> [Work to be completed]:
Work out how many lines below hold the string "rough" and state only that figure.
Start of Records shown
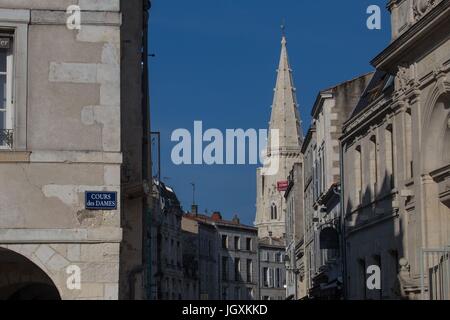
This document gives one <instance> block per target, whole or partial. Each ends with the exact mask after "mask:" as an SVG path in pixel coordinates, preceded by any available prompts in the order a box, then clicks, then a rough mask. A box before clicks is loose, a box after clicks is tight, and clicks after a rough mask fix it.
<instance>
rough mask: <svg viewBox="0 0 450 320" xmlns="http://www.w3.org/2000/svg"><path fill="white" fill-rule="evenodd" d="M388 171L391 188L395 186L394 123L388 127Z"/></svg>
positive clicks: (386, 159)
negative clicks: (394, 171)
mask: <svg viewBox="0 0 450 320" xmlns="http://www.w3.org/2000/svg"><path fill="white" fill-rule="evenodd" d="M385 133H386V150H385V153H386V171H387V175H388V178H389V186H390V188H391V189H393V188H394V187H395V178H394V135H393V130H392V125H391V124H390V125H388V126H387V128H386V132H385Z"/></svg>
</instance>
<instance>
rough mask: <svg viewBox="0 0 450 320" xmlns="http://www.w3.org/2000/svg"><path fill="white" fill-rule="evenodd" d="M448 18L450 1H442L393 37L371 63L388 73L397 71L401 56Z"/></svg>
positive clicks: (393, 72) (403, 55)
mask: <svg viewBox="0 0 450 320" xmlns="http://www.w3.org/2000/svg"><path fill="white" fill-rule="evenodd" d="M449 19H450V1H442V2H441V3H439V4H438V5H436V7H435V8H433V9H432V10H431V11H430V12H428V13H427V14H426V15H424V16H423V18H421V19H420V20H418V21H417V22H416V23H415V24H413V25H412V26H411V27H410V28H409V29H408V30H407V31H405V33H403V34H402V35H401V36H399V37H398V38H397V39H395V40H394V41H393V42H392V43H391V44H390V45H389V46H388V47H387V48H386V49H385V50H383V51H382V52H381V53H380V54H379V55H378V56H376V57H375V58H374V59H373V60H372V61H371V64H372V65H373V66H374V67H375V68H376V69H378V70H382V71H386V72H388V73H390V74H395V73H396V72H397V65H398V64H399V62H400V61H401V59H402V57H403V56H404V55H405V54H407V53H408V52H410V49H411V48H413V47H414V46H417V43H420V40H421V39H423V38H425V37H427V36H429V35H430V34H432V32H433V31H434V29H435V28H436V27H437V26H438V25H439V24H440V23H443V22H446V21H448V20H449Z"/></svg>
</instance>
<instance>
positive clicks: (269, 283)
mask: <svg viewBox="0 0 450 320" xmlns="http://www.w3.org/2000/svg"><path fill="white" fill-rule="evenodd" d="M263 286H264V287H265V288H272V287H273V270H272V269H271V268H263Z"/></svg>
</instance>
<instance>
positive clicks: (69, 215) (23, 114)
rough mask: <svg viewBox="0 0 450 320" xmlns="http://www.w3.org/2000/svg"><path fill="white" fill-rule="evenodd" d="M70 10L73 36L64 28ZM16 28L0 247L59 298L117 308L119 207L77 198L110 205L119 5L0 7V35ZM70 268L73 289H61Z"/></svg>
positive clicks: (117, 187) (114, 2)
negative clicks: (50, 280)
mask: <svg viewBox="0 0 450 320" xmlns="http://www.w3.org/2000/svg"><path fill="white" fill-rule="evenodd" d="M73 4H79V5H80V6H81V10H82V13H81V30H69V29H68V28H67V27H66V19H67V15H66V9H67V7H68V6H69V5H73ZM18 9H20V10H18ZM88 11H90V12H88ZM19 20H20V21H19ZM18 23H19V24H20V25H18V26H19V28H18V29H17V30H19V31H20V32H17V33H16V34H15V38H14V44H15V45H16V47H15V48H16V51H15V56H14V58H15V59H16V58H17V59H16V64H17V66H16V74H15V81H16V82H15V87H16V94H17V99H16V102H17V103H16V106H15V107H16V114H15V116H16V120H17V121H16V126H15V128H14V130H15V131H16V132H17V137H15V146H16V147H17V149H15V148H13V150H8V151H6V150H1V151H0V180H1V181H7V183H2V184H1V186H0V201H1V203H2V206H1V207H0V246H1V247H4V248H8V249H9V250H12V251H15V252H17V253H19V254H21V255H23V256H24V257H27V258H28V259H29V260H31V261H32V262H33V263H34V264H36V265H37V266H39V267H40V268H41V269H42V270H43V271H44V272H45V273H46V274H47V275H48V276H49V277H50V278H51V279H52V280H53V282H54V284H55V285H56V287H57V289H58V291H59V292H60V294H61V297H62V298H63V299H117V298H118V278H119V243H120V241H121V238H122V232H121V228H120V210H121V208H120V203H119V205H118V208H117V210H113V211H87V210H85V209H84V192H85V191H87V190H89V191H117V192H118V198H119V199H120V186H121V181H120V166H121V163H122V155H121V144H120V106H121V103H120V24H121V16H120V13H119V0H97V1H90V0H89V1H85V0H80V1H65V0H62V1H54V0H53V1H51V0H49V1H46V0H42V1H31V0H23V1H20V0H14V1H9V0H1V1H0V26H5V27H15V24H18ZM21 79H27V80H26V81H25V82H23V81H21ZM23 83H25V85H26V84H28V87H26V86H25V87H24V85H23ZM70 265H76V266H78V267H79V268H80V269H81V289H80V290H70V289H69V288H68V286H67V284H66V281H67V278H68V274H67V273H66V268H67V267H68V266H70Z"/></svg>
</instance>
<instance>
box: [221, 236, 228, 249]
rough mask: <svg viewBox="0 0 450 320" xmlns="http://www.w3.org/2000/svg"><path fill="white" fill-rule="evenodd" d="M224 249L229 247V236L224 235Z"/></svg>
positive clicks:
End of Records shown
> [Response to the exercise]:
5